───── SOURCE MATERIAL ─────

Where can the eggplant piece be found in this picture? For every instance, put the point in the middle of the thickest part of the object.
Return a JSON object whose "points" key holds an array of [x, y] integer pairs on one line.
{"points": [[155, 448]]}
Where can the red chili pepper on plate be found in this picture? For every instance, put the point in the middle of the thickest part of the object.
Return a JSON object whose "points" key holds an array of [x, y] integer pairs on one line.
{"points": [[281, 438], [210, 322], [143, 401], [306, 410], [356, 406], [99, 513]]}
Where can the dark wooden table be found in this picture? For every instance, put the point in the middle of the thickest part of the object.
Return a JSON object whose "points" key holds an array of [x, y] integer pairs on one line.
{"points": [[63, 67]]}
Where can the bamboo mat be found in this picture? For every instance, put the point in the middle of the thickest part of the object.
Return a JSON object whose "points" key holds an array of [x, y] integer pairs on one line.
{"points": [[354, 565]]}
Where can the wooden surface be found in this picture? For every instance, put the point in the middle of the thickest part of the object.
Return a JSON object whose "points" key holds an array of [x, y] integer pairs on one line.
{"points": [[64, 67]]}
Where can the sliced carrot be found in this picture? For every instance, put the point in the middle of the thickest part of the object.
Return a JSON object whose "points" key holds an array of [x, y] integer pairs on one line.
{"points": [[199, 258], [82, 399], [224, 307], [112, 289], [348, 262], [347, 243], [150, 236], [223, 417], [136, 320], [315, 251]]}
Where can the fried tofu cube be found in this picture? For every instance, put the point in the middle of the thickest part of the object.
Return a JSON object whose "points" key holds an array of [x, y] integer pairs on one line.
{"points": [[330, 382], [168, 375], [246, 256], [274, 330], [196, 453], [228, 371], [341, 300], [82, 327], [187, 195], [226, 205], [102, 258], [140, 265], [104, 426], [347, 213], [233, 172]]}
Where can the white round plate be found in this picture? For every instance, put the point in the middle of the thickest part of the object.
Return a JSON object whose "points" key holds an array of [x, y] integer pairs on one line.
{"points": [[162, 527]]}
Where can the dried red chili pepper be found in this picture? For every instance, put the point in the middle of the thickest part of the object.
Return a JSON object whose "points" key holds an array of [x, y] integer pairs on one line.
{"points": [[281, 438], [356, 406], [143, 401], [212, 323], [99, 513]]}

─────

GIVEN TASK — Copy all the entries verbatim.

ANSWER TO THIS TASK —
Where can the eggplant piece be found in this picture? For every instance, put the point in the middle of the thickest part of the object.
Return a JSON object whose "points" key holds an array of [x, y] integer pairs on one line.
{"points": [[155, 448]]}
Where can the red chili pepper on plate be found in this picture? For every instance, put the point in the middle of the thickest part of the object.
Return a JSON object whose "points" key holds an array of [x, y] integer pairs on one line.
{"points": [[281, 438], [210, 322], [143, 401], [306, 410], [356, 406], [99, 513]]}
Where can the dark wooden table be found in this picture? For every instance, put the point in the middle of the thickest part of the object.
Return a JSON object whose "points" key holds an array of [x, y] integer pairs on one line.
{"points": [[63, 67]]}
Where can the bamboo mat be found in this picture? For every instance, put the point in the middle of the thickest part of the object.
Return a JSON object whose "points" key holds an array of [x, y] integer pairs on one line.
{"points": [[354, 565]]}
Where can the wooden surface be found in this picture? For every instance, put the point in the middle of the thickest part of the object.
Return a JSON object whose "points" key holds an array of [x, y] integer pairs on one line.
{"points": [[64, 67]]}
Where can the sliced carrot be found in this picture? For every instance, put the point in the middle of the thickest part of the object.
Return a JSON object whose "points" key holds an array of [x, y] integer pairs on one line.
{"points": [[199, 258], [82, 399], [224, 307], [112, 289], [348, 262], [347, 243], [150, 236], [223, 417], [136, 320], [315, 251]]}
Where can the fried tofu cube be found in this picture? For every instance, put the point in the middle of the thickest part of the object.
Return a JSON object whose "points" key holds an array of [x, y] integer pairs on one line.
{"points": [[330, 382], [168, 375], [246, 256], [274, 330], [196, 453], [228, 371], [341, 300], [82, 327], [187, 195], [226, 205], [102, 258], [140, 265], [104, 426], [347, 213], [233, 172]]}
Where can the white round plate be found in this picture? For every instance, put the point in the middle of the thickest part of the object.
Return a JSON object whose "points" key holds an array of [x, y] integer pairs on one line.
{"points": [[162, 527]]}
Where can the dried red chili pepper be found in this picture? For every instance, put the point in the middle of the thickest part of the object.
Return a JSON object whose "points" key holds an array of [x, y] integer pairs on one line.
{"points": [[281, 438], [356, 406], [143, 401], [212, 323], [99, 513]]}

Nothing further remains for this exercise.